**Work instructions**
Please return each record exactly, leaving nothing out.
Top of Materials provided
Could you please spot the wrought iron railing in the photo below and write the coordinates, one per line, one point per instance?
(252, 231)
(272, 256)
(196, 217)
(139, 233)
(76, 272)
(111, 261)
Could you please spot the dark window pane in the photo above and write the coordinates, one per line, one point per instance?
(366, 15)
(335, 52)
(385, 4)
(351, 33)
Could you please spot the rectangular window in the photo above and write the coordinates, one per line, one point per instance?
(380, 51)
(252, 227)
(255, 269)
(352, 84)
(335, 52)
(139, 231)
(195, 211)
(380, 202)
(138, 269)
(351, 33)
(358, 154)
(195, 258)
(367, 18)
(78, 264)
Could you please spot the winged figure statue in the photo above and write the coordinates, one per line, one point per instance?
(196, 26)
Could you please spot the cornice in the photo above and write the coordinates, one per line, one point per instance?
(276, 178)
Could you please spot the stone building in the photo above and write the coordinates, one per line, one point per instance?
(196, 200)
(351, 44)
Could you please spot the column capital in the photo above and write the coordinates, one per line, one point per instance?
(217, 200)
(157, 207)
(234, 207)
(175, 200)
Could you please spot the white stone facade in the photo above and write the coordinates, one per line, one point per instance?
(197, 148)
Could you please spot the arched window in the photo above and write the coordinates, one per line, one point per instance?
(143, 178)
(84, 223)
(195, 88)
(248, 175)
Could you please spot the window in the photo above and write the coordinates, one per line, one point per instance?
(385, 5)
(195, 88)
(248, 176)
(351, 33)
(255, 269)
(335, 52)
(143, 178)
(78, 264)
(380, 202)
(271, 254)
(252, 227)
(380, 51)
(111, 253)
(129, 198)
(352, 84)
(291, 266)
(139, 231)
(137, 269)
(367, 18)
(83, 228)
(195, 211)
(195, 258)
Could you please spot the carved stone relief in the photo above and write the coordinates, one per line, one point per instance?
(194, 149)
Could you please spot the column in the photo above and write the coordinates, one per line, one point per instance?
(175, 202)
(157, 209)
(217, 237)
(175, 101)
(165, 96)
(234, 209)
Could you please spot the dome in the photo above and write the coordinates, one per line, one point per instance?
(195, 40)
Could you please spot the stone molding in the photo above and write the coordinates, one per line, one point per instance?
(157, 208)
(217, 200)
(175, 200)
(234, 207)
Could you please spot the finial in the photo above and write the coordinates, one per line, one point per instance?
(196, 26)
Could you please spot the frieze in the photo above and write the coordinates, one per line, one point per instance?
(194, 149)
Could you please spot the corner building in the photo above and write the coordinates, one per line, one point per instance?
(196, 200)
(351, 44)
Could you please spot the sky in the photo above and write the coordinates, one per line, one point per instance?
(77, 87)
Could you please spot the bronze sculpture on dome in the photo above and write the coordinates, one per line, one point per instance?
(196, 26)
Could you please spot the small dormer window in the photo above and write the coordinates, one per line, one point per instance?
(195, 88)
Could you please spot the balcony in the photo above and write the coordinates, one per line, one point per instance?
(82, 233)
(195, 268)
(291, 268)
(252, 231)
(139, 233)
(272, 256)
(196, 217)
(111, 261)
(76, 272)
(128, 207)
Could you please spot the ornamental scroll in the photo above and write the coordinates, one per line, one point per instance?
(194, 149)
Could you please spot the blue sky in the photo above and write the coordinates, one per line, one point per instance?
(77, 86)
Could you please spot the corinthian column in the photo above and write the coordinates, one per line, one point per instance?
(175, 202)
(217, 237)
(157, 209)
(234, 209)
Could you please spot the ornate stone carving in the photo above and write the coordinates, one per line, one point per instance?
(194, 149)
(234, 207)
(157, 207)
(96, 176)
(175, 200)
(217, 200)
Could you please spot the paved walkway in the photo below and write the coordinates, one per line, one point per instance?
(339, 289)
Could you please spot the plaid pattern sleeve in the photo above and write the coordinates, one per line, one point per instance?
Bottom of Materials provided
**Result of this task**
Could you please spot the wrought iron railing in the photo below and write the coordinates, one per line, one point per instance?
(252, 231)
(272, 256)
(196, 217)
(139, 233)
(76, 272)
(111, 261)
Could you please spot the dark window pane in the photo above and write the coordinates, one per line, one point per instance?
(366, 15)
(335, 52)
(385, 4)
(351, 33)
Could you please spot the rectangular window in the photo above and write the coordinates, one per line, one point per instance?
(380, 51)
(252, 227)
(255, 269)
(352, 84)
(335, 52)
(139, 231)
(195, 211)
(380, 202)
(138, 269)
(351, 33)
(358, 154)
(195, 258)
(367, 18)
(78, 264)
Could you please spot the winged figure statue in the photo above and write the coordinates, one per line, one point per instance?
(196, 26)
Could you please spot the cornice in the photo above and write the coordinates, one per line, one point per instance?
(276, 178)
Could you please spot the stone building in the photo above and write the coordinates, one per line, one point per instance?
(196, 200)
(351, 44)
Could you please spot the column capital in the photo above and write the coordinates, one per line, one point per instance?
(217, 200)
(157, 207)
(234, 207)
(175, 200)
Could you please spot the white stone facade in the photo above and write the coordinates, one per line, one point per instance?
(197, 148)
Could you please spot the arched window in the photo above and write the coordinates, one per line, one point per instance?
(143, 178)
(84, 223)
(195, 88)
(248, 175)
Could you please spot the window in the photo above and write the coordinates, one per line, one point per instance?
(385, 5)
(195, 88)
(248, 176)
(351, 33)
(255, 269)
(335, 52)
(143, 178)
(78, 264)
(380, 202)
(271, 254)
(252, 227)
(380, 51)
(111, 253)
(129, 198)
(352, 84)
(291, 266)
(139, 231)
(137, 269)
(367, 18)
(83, 228)
(195, 211)
(195, 258)
Could you please spot the carved stone relief in the photo above and write the coordinates, one per line, one point per instance?
(194, 149)
Could you please spot the column in the photo above and write the coordinates, one per line, one point per instance?
(175, 202)
(157, 209)
(217, 237)
(175, 101)
(165, 96)
(234, 209)
Could you please spot the dome in the photo above and write the coordinates, one per line, one point per instance?
(195, 40)
Could you please spot the stone molding in the photo above and write the coordinates, one per line, one point per instance?
(157, 208)
(217, 200)
(175, 200)
(234, 207)
Could you please spot the finial in the photo above and write the coordinates, one per line, one point per instance?
(196, 26)
Could you please spot the frieze in the photo above and write the coordinates, one per line, one point per instance?
(194, 149)
Could you please spot the corner building in the photo above and write the coordinates, one per line, one point per instance?
(196, 200)
(351, 44)
Could you please spot the sky in the photo above and write the coordinates, one per line, one point per instance?
(77, 87)
Could you please spot the bronze sculpture on dome in the photo above and write the coordinates, one per line, one point per instance?
(196, 26)
Could you please spot the small dormer window in the photo above and write the coordinates, one per line, one point per instance?
(195, 88)
Could you please spot the balcony in the photo above and write the coordinates, one per line, one point per instance?
(82, 233)
(195, 268)
(291, 268)
(252, 231)
(139, 233)
(272, 256)
(196, 217)
(111, 261)
(76, 272)
(128, 207)
Could you please spot the ornamental scroll in the photo above and write the coordinates, one per line, one point per instance?
(194, 149)
Could you please spot the blue sky in the photo above and write the coordinates, one per line, one point per instance?
(77, 86)
Could you please spot the corinthian column in the photo above and write the coordinates, one per line, one point per instance?
(175, 202)
(217, 237)
(157, 209)
(234, 209)
Could you please spot the ornate stone carving in the photo above and write the coordinates, one per line, one point per instance?
(194, 149)
(234, 207)
(157, 207)
(96, 176)
(175, 200)
(217, 200)
Could you please spot the paved walkway in the photo below and write the coordinates, one per line, one point per instance?
(339, 289)
Could you please spot the plaid pattern sleeve in the photo above and write the coordinates, one per line, one point per instance?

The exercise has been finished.